• **Dataset**:
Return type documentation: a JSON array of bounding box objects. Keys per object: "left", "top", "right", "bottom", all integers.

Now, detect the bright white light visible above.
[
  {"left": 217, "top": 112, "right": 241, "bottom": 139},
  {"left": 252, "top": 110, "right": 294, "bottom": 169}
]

• **Objective**: Write out every row above word for word, without changing anything.

• **Solution**:
Return type documentation: a JSON array of bounding box objects. Keys per object: "left", "top", "right", "bottom", all integers.

Now, detect the bright white light visible above.
[
  {"left": 217, "top": 112, "right": 241, "bottom": 139},
  {"left": 252, "top": 110, "right": 294, "bottom": 169}
]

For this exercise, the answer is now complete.